Requirement » Reproduce each line of the listing exactly.

Data for this task »
- Opening Delimiter -

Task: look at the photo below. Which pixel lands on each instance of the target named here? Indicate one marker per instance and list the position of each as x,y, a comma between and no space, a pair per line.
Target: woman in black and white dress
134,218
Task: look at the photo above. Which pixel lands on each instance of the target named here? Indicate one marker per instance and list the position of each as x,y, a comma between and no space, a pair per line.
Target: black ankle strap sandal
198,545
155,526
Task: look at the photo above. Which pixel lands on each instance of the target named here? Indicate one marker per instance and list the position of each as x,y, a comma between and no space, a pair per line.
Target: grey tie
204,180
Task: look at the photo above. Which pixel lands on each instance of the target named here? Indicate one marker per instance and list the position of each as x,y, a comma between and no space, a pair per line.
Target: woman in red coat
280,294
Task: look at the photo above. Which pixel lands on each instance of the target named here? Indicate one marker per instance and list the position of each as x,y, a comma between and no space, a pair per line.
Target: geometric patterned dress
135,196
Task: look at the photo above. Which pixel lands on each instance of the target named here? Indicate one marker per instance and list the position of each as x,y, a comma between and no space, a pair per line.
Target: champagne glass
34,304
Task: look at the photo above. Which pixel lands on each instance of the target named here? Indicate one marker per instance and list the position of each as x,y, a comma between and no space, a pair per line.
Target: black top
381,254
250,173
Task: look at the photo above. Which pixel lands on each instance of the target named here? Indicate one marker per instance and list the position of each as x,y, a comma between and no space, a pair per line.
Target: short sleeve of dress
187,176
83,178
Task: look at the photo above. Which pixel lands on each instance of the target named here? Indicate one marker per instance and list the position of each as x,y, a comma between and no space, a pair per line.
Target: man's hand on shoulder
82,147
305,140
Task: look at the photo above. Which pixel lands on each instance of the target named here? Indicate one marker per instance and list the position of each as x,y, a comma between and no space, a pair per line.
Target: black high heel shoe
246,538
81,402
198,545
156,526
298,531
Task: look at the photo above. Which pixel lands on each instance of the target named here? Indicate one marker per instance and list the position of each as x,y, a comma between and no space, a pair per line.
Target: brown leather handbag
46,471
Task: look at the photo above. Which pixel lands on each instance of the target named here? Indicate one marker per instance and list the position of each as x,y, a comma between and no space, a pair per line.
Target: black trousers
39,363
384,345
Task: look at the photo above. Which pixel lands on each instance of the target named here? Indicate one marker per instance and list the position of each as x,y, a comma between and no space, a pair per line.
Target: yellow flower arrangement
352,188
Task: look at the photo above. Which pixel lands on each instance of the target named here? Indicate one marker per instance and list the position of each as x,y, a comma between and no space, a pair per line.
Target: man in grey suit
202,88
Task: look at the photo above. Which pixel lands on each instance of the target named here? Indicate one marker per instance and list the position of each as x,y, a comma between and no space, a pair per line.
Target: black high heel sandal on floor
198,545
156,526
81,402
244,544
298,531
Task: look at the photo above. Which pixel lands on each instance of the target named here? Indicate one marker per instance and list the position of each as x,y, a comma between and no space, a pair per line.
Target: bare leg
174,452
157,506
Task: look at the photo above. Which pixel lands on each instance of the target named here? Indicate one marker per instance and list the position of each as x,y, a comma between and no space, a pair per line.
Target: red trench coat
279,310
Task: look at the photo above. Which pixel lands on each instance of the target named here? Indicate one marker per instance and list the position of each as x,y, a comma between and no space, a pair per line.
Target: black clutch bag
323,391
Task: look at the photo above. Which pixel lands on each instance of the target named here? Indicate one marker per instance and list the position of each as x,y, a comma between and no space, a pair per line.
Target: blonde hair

- Closing Delimiter -

Solution to this exercise »
Task: look at the photo below. Which pixel lands on each instance of the target named here? Indicate one marker per instance and list the position of each as x,y, a comma between and no space, a pair per line.
Target: woman in black and white dress
134,218
Task: look at the photo above. Which pixel lands on each instance of the target named here? Indicate one marker per instance and list the position of each as x,y, a comma between and no space, a pair per line.
Target: black ankle strap sandal
198,545
155,526
Task: look at the photo above. Which pixel lands on each instance of the target named here? Indicate one marker per instance and list the position of each as x,y, a comma between and no space, a pair per line.
Target: grey tie
204,180
Task: look at the photo above. Which pixel lands on each instance of the target named here? Indicate one marker per instance and list the position of each as x,y, a comma between and no space, a pair per line.
Target: woman in red coat
280,294
Task: look at the photo above. Which pixel lands on each instance of the target named here? Indicate one marker per instance and list the position of each as x,y, a comma between and no space, a pair per line.
Target: geometric patterned dress
135,196
Task: look at the photo above. Which pixel lands on each instance of the target named here? Indicate one marker per instance and list the position of each as x,y, a comma between and no space, a pair per line.
Target: champagne glass
34,304
Task: look at the photo above. Which pixel lands on each instance of the target named here? Indicate one marker per instance and list the position of each as x,y, a comma between and no space, a pair per line.
Target: black top
381,254
250,173
Task: look at the photo above. Which pixel lands on each instance of the target named here? Indicate one marker per instance and list the position of each as x,y, a comma between and no space, a pair per line.
Target: short sleeve of dress
187,176
83,178
Task: look at the photo above. Which pixel lands on each instance of the target named here? Indicate one marker per instance and list the position of each as x,y, a comma between and no space, a pair per line.
Target: man's hand on shoulder
82,147
305,140
Task: look at the photo above. Which pixel lands on each instance of the target named here? Indicate one marker per instance and list the position of each as x,y, a comma between and no space, a pair per line.
Target: black high heel shoe
246,538
81,402
198,545
156,526
298,531
Task: look at the photo above. Which pixel lands on each instance of the target named here? Indicate one marker per instance and list the position of each as x,y, a comma between and no space, a pair per line.
Target: brown leather handbag
46,471
Task: look at the photo above. Which pixel lands on each instance of the target named here? Indicate one marker per instance and list the position of each as x,y, a comma between and no space, a pair per line.
Target: black trousers
39,363
384,345
Task: look at the photo above. Which pixel lands on each instance of the target named here? Indicate one marker per instance and list the position of each as x,y, a comma between and no space, a pair per line.
Target: yellow flower arrangement
352,188
Task: look at the photo above. Which pixel lands on each instance of the target named here? Indicate one marker per instance and list the position of each as x,y, a comma between and no space, a pair per line.
Target: man in grey suit
202,88
Task: look at the photo above. Which pixel lands on each instance of the target named here? Indicate one marker per instance and list the position of each as x,y, a comma between and no space, a pair per line.
Target: black high heel sandal on floor
198,545
156,526
81,402
244,544
298,531
Task: look at the photo above. Which pixel lands on each instance of the target named here? Indicate one marker per instance and list the position of each as x,y, a comma between and no space, a pair per line.
Target: bare leg
174,452
157,506
Task: look at the photo above. Which pixel lands on each instance of the target named here? Indicate one marker per instance and list the position of each as x,y, a comma between and no space, a pair per line.
Target: red trench coat
279,310
Task: look at the photo above. Which pixel lands on each instance of the target named here? Indicate one marker per instance and list the position of each as x,y, a comma between and no space, a pair per line.
Target: black clutch bag
323,391
Task: look at the photo above. Which pixel lands on each instance of the target named here? Indicate one marker per instance and list the position of each as x,y, a comma between and no space, a pair per line.
Target: blonde hair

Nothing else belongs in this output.